Exercise passage Start Marker

Glasgow Women's Library marks 25th anniversary
- Published
A quick glance through the visitors' book at the Glasgow Women's Library is testament to its global reach.
In the past few weeks alone it has welcomed people from Kuwait, mainland Europe, the United States and Canada, as well as Scotland and the rest of the UK. This week it celebrates its 25th anniversary.
Housed in the old Bridgeton library in Glasgow's east end, the warm wood and painted pillars speak to the golden age of libraries. And while in many ways it still looks like a regular library, there are clues that things are a bit different.
There is the healthy noise level for a start and then a beautiful old umbrella stand, said to have been painted by suffragettes being held in a nearby prison.
Adele Patrick was one of the founders of the library in 1991 and is now creative development manager.
"We're hugely ambitious that a resource like ours can change lives when people come into contact with wonderful art, wonderful literature, wonderful books - so we're advocates for culture, but to the widest range of people," she says.

Exercise passage End Marker

* _Assignment_: Continue the article about the Glasgow Women's Library's 25th anniversary, starting right after its final sentence.

Information Start Marker

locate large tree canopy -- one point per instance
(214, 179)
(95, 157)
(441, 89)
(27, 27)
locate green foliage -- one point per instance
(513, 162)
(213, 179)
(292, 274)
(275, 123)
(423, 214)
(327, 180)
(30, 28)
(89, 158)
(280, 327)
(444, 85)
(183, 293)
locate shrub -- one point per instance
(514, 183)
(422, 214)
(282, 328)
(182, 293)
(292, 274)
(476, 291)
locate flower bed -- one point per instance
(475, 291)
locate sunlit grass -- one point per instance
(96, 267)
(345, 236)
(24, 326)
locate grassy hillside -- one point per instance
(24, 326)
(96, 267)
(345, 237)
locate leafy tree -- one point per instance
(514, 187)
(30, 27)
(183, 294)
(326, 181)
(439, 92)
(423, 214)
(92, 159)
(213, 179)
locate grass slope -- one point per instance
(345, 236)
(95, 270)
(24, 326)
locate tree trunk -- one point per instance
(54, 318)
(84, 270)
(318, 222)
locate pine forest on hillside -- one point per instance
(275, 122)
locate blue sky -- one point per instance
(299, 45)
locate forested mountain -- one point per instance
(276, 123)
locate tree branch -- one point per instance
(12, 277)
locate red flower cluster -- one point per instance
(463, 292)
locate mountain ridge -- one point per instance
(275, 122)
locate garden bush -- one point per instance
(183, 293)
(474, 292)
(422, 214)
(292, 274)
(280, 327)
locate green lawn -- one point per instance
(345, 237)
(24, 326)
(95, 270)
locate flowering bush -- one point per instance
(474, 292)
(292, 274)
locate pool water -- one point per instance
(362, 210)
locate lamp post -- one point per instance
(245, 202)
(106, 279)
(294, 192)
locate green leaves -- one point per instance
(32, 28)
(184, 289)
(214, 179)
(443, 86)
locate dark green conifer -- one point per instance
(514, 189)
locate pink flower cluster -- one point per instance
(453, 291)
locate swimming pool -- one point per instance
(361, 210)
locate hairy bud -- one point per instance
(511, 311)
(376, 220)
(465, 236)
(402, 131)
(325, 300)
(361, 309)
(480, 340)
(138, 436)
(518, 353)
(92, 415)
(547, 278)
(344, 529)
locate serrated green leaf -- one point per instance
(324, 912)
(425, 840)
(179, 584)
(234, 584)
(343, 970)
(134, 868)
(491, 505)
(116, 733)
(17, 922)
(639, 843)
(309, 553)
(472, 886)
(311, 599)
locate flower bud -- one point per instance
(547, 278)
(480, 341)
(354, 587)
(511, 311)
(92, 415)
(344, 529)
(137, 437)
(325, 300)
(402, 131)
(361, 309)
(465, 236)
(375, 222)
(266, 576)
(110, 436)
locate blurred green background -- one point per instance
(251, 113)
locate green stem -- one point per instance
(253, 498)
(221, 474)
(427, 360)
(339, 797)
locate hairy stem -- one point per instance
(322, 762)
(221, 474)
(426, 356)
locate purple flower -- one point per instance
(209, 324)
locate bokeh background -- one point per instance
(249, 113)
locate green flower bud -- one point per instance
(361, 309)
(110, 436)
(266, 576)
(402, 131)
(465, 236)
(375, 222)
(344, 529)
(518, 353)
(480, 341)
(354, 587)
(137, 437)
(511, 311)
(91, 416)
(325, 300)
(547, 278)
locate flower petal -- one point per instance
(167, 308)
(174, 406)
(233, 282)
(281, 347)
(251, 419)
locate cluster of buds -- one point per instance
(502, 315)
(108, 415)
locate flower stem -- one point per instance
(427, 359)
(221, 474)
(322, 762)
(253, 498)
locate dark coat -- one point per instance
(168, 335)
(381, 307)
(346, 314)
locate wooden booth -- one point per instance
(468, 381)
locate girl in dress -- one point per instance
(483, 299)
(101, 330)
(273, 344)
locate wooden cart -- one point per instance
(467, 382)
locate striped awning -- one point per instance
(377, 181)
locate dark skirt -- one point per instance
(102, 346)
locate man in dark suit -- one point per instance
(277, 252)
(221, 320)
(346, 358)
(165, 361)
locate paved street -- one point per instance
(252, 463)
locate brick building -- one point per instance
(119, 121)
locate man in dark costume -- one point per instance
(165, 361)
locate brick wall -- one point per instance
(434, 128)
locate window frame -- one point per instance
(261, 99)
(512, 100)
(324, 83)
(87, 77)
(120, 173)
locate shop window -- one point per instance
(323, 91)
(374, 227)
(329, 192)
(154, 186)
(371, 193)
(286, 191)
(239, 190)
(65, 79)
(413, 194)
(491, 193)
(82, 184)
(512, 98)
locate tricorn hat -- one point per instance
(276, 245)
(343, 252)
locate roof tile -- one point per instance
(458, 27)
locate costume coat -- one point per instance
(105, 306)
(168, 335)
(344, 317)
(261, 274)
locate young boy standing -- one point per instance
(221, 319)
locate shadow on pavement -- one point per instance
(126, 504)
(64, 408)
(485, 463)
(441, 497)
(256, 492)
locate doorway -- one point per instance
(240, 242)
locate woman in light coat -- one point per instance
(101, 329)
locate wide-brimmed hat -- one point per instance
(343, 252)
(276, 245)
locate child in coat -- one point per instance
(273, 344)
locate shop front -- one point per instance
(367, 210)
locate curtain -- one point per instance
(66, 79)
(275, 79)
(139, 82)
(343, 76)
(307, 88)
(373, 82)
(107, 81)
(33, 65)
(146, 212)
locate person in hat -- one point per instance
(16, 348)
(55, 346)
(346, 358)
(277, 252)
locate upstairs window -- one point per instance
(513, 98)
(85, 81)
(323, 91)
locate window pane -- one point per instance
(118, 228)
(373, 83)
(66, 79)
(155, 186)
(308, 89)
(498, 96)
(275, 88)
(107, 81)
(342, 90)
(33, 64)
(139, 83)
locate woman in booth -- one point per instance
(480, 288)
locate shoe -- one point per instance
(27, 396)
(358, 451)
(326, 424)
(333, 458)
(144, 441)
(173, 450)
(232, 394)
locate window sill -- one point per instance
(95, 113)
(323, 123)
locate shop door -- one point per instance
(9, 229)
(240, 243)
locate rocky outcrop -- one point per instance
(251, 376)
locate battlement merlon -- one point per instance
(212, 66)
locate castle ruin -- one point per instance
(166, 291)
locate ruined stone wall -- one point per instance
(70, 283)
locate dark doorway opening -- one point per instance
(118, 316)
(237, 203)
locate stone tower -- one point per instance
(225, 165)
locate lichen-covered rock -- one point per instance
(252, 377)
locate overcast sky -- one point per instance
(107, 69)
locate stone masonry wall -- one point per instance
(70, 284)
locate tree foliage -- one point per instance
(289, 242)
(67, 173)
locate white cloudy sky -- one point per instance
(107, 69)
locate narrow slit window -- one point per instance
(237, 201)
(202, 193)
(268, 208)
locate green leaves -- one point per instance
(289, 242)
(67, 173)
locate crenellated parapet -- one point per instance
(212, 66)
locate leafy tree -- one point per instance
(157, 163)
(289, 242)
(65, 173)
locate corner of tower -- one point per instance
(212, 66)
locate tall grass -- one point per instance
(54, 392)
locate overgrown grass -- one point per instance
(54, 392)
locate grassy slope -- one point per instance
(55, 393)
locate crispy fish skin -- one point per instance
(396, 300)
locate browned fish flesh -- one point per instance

Information End Marker

* _Answer for this exercise_:
The origins of the library came as Glasgow was nominated to be European city of culture in 1990.
There was a feeling from some women, Ms Patrick included, that it would be great if "women's culture and creativity was actually part of the mix, was part of what people would be seeing when they're looking at Glasgow in this new light".
After the year was over, they felt there was still a need for a resource where women could come together, support each other and develop projects. It began with a lot of ambition, but very little money and over the past 25 years it has had a number of different homes across the city.
Now though, it is the UK's only accredited museum dedicated to women's history. Last year it was awarded Recognised Collections of National Significance status by Museum Galleries Scotland.
In the library's first floor museum and archive store, rows of shelving can be opened up to reveal more rows of green boxes. These protect the library's thousands of documents and objects, covering the gamut of female experience.
They include suffragette jewellery and postcards, knitting patterns, girls' annuals, as well as material about Greenham Common and the Commonwealth Games.
All of the material is donated and for Wendy Turner, the library's first professional museum curator, part of the excitement is that she just does not know what the next phone call offering a donation may bring.
"The challenge really is what story to tell," she says, "because every object will tell a different story for different people."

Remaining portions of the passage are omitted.